◆ Page text ◆
An arresting debut, a Bava remake, and an insane trivia night on day five of Fantastic Fest

So I’m standing in an alley behind the Alamo Drafthouse, wearing way more eyeliner than usual, and I keep forgetting what day it is. I do know that it’s hot, and Elijah Wood is standing across from me, enthusiastically describing a script he recently read. (Elijah Wood is an enthusiastic person in general, as it turns out. It’s endearing.) We’re waiting with 10 other people for the Fantastic Feud, an annual trivia competition where pro wrestling-style theatrics and excessive consumption are encouraged. I’m on Team Female—although we prefer the name The Fabulous Stains—along with five other women, and we’ve been tasked with defending female fandom at a festival where, to be perfectly honest, the “bearded guy in black T-shirt” fan stereotype largely holds true. Spoiler alert: We lost, but barely. Not even the boys’ team knew the name of the ship from the 1977 Jaws ripoff Orca or what the “M.A.C.” acronym stood for in Mac And Me, so while we didn’t get to make a big feminist statement, gender relations at Fantastic Fest will remain stable, and everyone got appropriately sauced. (Two bearded guys in the audience knew the answer to those questions, by the way. Interpret that how you will.)

But back to that morning: By the fifth day of intensive movie-going, fatigue starts to set in. Time is measured in screening slots as opposed to hours and minutes, and without diligent note-taking, the details of which movie had which Satanic goat in it become obscure. But I will have no problem remembering February (A-), which my colleague A.A. Dowd saw at TIFF and came recommended by other writers at Fantastic Fest. It’s remarkable that this is Osgood Perkins’ directorial debut, as his talent for creating mood—enhanced by the skittish, discordant soundtrack, clever structure, and skillfully affected performances—is what lifts the film above its familiar genre trappings. Beyond the unsettling atmospherics, I found February affecting on an emotional level as well, and will be evangelizing for it until it makes it out of the festival circuit and into theaters.

The afternoon selection was Der Bunker (B), an agreeably twisted German comedy director Nikias Chryssos informed the audience will be distributed in the U.S. sometime next year by Artsploitation Films. The film seems to have sprung from one of the darker corners of Wes Anderson’s subconscious, using meticulously detailed, frequently symmetrical set design and mise-en-scéne to explore the kind of Freudian family dynamics usually discussed on the therapist’s couch. The story is simple, but with deeply weird details like an oozing sore on the family matriarch’s leg that dispenses advice on the education of her son, an 8-year-old boy with the face of an adult man. Unlike some comedies of this type, however, Der Bunker offers some actual laughs as well as quirk, and the guileless way it satirizes corporal punishment, home schooling, and child abuse invites further discussion.

Lastly, before the feud some of my teammates and I caught a screening of Rabid Dogs (B-), a slick, surprisingly enjoyable French remake of Mario Bava’s 1974 poliziotteschi thriller. Unfolding over the course of one evening, Rabid Dogs follows a gang of amateurish bank robbers as they kidnap first a woman on her honeymoon and then a single dad and his daughter while fleeing the scene of a botched job. The daughter is in need of a kidney transplant and will die if she isn’t taken to a hospital in seven hours, a circumstance that gives extra urgency to the times that flash across the screen at regular intervals. This sense of urgency propels Rabid Dogs along nicely, maintaining suspense throughout as the criminals struggle to keep track of their hostages. It’s far from innovative both from a genre and filmmaking standpoint, and probably won’t have much staying power. But Rabid Dogs is an exciting ride, and that’s all you can ask for in a movie like this.

◆ Data extracts ◆
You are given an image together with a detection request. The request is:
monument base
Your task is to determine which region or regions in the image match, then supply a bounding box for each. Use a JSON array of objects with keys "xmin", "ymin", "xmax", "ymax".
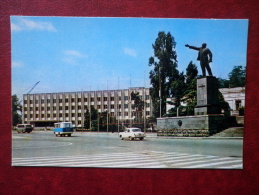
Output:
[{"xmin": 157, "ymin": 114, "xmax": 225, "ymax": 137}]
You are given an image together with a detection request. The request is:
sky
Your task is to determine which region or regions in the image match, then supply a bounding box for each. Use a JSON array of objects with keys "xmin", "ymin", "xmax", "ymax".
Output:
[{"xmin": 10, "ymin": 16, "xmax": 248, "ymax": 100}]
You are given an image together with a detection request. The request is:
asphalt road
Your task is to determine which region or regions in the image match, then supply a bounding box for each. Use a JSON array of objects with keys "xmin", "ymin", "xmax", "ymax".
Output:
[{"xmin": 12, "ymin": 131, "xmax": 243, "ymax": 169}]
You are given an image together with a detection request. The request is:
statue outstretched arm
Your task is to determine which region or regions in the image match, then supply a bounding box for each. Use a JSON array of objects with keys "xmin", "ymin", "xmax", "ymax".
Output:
...
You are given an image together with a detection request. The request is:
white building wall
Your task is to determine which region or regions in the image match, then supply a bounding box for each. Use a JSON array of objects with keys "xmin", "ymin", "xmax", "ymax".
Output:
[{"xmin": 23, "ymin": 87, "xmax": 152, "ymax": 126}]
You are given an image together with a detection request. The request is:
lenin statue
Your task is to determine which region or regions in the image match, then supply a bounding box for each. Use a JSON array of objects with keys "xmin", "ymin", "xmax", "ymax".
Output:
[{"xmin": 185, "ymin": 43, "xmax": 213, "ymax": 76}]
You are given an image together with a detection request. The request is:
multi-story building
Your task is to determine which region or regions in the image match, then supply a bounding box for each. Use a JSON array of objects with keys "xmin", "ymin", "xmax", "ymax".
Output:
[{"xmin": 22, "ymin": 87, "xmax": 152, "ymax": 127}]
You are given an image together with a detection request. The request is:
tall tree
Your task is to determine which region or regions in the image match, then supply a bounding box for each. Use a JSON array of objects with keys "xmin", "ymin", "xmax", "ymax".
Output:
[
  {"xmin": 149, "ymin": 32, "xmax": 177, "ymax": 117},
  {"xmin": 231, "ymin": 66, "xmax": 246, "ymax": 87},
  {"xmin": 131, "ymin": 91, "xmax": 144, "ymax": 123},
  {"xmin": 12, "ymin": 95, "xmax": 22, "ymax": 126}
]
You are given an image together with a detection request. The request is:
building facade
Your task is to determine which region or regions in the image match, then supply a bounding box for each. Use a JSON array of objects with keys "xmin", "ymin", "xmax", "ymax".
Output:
* * *
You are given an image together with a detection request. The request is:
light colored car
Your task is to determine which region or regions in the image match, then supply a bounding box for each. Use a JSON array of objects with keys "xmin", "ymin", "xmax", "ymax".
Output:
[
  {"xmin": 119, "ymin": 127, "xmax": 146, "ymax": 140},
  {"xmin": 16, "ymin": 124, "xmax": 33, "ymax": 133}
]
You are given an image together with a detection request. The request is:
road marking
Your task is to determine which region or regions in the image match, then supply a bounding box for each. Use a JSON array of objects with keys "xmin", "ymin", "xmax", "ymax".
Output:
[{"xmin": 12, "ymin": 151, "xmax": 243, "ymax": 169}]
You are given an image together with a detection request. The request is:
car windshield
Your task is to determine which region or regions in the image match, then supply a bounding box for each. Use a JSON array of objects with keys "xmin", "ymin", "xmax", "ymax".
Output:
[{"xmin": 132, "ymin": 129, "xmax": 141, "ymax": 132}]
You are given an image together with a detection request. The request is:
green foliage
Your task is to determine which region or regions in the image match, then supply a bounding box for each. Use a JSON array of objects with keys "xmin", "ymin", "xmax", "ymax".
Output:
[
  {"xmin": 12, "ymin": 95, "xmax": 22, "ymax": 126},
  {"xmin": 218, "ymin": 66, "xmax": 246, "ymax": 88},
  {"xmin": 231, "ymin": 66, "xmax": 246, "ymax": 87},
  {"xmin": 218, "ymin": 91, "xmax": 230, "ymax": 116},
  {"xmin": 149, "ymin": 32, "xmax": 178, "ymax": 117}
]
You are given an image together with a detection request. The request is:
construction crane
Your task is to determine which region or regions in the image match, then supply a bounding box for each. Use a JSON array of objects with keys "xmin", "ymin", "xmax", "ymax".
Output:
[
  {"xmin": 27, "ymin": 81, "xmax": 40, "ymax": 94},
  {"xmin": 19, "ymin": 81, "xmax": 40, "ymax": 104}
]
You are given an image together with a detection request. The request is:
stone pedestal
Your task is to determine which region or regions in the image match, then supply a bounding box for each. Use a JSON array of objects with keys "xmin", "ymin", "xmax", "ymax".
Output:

◆ Questions to answer ◆
A – According to the Fantastic Fest review, who directed Der Bunker?
B – Update the Fantastic Fest review between "But back to" and "and into theaters.", inclusive, so that "fatigue" becomes "exhaustion".

◆ Responses to the exercise ◆
A – Nikias Chryssos

B –
But back to that morning: By the fifth day of intensive movie-going, exhaustion starts to set in. Time is measured in screening slots as opposed to hours and minutes, and without diligent note-taking, the details of which movie had which Satanic goat in it become obscure. But I will have no problem remembering February (A-), which my colleague A.A. Dowd saw at TIFF and came recommended by other writers at Fantastic Fest. It’s remarkable that this is Osgood Perkins’ directorial debut, as his talent for creating mood—enhanced by the skittish, discordant soundtrack, clever structure, and skillfully affected performances—is what lifts the film above its familiar genre trappings. Beyond the unsettling atmospherics, I found February affecting on an emotional level as well, and will be evangelizing for it until it makes it out of the festival circuit and into theaters.